======== DOCUMENT SECTION
Philip Merivale (2 November 1886 – 12 March 1946) was an English film and stage actor and screenwriter.

Life and career
Merivale was born in Rehutia, Manickpur, India, to railway engineer Walter Merivale (1855–1902) and Emma Magdalene Merivale ("Maggie"; née Pittman; 1854–1940); his father's profession meant the family lived in India, Costa Rica, and Barbados (where he was Manager of the Barbados Railway) before settling at Chiswick. Philip's sister, Dorothea, was married to the civil servant Sir Henry Bunbury, Accountant-General of the Post Office.

Merivale was a respected stage actor who entered the cinema during the silent era. Merivale appeared in twenty films and also scripted one. He died from a heart ailment aged 59.

He was twice married to:
 the actress Viva Birkett (23 July 1912 – 27 June 1934); (four children: two daughters and two sons, including the actor John Merivale)
 the actress Gladys Cooper (30 April 1937 – 12 March 1946).

Broadway roles

 Pygmalion (1914) – Henry Higgins
 Pollyanna (1916) – Pendleton
 Mary of Scotland (1933) – James Hepburn, 4th Earl of Bothwell
 Valley Forge (1934) – George Washington

Filmography 
Trilby (1914) – Taffy Wynne
Whispering Shadows (1921) – Stephen Pryde
I Loved You Wednesday (1933) – (uncredited)
================
• SET EXERCISE A: Rewrite the entries starting at the line that contains "Exercise. Point out the foliage" and ending at the line that contains "<point>229,76</point>", changing "marker" to "pin" everywhere it occurs and leaving everything else unchanged.
======== INFORMATION PROVIDED
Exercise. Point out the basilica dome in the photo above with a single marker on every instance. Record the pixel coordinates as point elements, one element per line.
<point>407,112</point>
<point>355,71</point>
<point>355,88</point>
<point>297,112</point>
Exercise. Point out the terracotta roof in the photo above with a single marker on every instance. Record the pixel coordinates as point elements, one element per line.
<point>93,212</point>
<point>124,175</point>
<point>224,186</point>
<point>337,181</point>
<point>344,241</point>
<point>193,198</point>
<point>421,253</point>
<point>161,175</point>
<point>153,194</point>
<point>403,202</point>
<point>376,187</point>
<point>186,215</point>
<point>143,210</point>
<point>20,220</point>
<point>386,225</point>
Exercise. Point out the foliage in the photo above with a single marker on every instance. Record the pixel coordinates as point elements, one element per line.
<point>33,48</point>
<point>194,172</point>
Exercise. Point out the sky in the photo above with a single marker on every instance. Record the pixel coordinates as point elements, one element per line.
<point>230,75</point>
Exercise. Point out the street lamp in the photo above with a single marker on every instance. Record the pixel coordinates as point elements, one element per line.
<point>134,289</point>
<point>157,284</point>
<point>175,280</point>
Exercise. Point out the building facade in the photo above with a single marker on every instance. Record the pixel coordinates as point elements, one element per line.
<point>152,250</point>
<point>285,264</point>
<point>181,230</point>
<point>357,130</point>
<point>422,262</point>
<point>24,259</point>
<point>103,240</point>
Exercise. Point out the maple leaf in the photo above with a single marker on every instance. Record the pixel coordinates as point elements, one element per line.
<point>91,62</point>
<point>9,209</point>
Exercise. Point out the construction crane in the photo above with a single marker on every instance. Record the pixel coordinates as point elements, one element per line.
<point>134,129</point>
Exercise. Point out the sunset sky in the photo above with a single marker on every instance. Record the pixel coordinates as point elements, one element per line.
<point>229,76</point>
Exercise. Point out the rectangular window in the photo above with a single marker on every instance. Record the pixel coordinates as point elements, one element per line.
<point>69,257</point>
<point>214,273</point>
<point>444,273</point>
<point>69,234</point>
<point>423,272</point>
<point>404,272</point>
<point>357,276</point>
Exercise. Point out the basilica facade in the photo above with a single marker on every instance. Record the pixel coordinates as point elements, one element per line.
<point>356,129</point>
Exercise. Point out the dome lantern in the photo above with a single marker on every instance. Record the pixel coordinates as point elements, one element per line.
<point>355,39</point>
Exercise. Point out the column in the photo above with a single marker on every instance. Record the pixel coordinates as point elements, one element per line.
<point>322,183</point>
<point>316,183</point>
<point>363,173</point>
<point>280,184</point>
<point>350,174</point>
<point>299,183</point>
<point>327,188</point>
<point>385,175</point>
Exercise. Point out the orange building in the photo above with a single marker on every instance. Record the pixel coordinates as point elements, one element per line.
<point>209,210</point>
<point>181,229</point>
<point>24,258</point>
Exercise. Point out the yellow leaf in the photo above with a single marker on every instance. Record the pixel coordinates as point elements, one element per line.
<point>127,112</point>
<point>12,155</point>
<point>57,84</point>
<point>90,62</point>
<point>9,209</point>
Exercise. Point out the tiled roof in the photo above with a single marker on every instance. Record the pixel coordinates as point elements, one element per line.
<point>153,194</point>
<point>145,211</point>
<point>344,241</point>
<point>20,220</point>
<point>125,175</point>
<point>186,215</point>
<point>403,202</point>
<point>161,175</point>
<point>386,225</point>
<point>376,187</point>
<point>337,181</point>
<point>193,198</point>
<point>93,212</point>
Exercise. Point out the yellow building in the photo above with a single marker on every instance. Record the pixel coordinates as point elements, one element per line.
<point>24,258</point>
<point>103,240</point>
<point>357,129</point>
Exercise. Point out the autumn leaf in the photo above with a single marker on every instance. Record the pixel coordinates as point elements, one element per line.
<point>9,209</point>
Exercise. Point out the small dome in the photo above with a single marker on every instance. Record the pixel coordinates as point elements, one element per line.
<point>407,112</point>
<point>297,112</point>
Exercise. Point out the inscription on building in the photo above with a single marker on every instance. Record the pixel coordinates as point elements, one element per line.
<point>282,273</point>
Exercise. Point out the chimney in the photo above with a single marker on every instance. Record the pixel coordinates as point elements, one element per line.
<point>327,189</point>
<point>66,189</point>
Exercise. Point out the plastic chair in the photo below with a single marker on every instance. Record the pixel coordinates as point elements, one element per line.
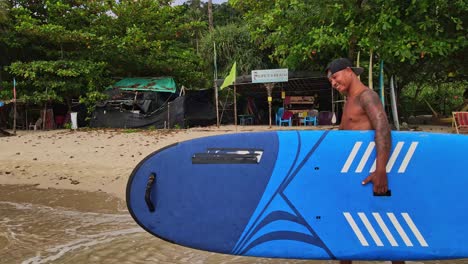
<point>311,118</point>
<point>36,125</point>
<point>280,120</point>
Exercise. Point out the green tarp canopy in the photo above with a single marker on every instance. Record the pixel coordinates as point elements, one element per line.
<point>147,84</point>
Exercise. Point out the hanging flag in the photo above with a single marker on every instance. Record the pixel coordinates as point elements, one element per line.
<point>14,88</point>
<point>231,78</point>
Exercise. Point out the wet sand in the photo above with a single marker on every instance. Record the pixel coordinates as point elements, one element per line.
<point>62,198</point>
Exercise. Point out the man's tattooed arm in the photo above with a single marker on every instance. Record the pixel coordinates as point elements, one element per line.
<point>372,105</point>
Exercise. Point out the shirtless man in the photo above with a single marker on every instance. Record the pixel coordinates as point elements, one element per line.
<point>363,111</point>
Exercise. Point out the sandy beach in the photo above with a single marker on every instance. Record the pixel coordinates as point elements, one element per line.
<point>63,197</point>
<point>89,160</point>
<point>99,160</point>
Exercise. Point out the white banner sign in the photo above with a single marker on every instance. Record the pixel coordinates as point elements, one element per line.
<point>270,76</point>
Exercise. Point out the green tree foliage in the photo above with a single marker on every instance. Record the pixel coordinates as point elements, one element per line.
<point>415,38</point>
<point>233,44</point>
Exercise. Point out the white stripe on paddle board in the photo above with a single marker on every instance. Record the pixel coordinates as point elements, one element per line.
<point>373,166</point>
<point>370,229</point>
<point>356,229</point>
<point>364,159</point>
<point>408,157</point>
<point>394,156</point>
<point>415,230</point>
<point>384,228</point>
<point>351,157</point>
<point>400,230</point>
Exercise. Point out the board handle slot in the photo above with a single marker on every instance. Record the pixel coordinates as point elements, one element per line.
<point>388,193</point>
<point>149,186</point>
<point>228,156</point>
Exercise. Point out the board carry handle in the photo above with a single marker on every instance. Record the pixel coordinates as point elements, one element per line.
<point>149,185</point>
<point>388,193</point>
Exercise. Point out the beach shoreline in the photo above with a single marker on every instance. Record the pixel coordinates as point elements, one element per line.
<point>100,160</point>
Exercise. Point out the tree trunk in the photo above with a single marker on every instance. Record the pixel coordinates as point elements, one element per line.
<point>210,15</point>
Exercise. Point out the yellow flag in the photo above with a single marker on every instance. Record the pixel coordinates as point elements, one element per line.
<point>231,78</point>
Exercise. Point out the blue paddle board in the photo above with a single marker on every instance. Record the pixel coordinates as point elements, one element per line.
<point>298,194</point>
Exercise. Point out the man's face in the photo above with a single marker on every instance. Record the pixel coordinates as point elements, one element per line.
<point>339,80</point>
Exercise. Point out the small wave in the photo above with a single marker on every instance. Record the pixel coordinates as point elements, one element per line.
<point>90,241</point>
================
• SET EXERCISE B: Name every Broadway production listed in the Philip Merivale biography.

• CORRECT RESULT A:
Exercise. Point out the foliage in the photo above with a single pin on every instance. Record the pixel coordinates as point elements, one element per line.
<point>33,48</point>
<point>194,172</point>
Exercise. Point out the sky in the photo above with a single pin on every instance. Record the pixel coordinates as point elements, one element per line.
<point>230,75</point>
Exercise. Point out the street lamp in the photo above with a single pin on every instance. Record the pixel coordinates as point elements, one element per line.
<point>134,289</point>
<point>157,284</point>
<point>175,280</point>
Exercise. Point out the building facade in the photo above with a single pin on every instance. Record the pixel coordinates as point elements, one element per line.
<point>152,250</point>
<point>285,264</point>
<point>181,230</point>
<point>357,130</point>
<point>422,262</point>
<point>24,259</point>
<point>103,240</point>
Exercise. Point out the maple leaf in the photo above with a single pin on every instance. Record the pixel coordinates as point elements, one element per line.
<point>91,62</point>
<point>9,209</point>
Exercise. Point out the construction crane in the photo above with a single pin on every instance. Record the pixel coordinates as point elements, one element per line.
<point>134,129</point>
Exercise. Point out the sunset sky in the photo above with a single pin on every instance. Record the pixel coordinates as point elements, one element per line.
<point>229,76</point>

• CORRECT RESULT B: Pygmalion, Pollyanna, Mary of Scotland, Valley Forge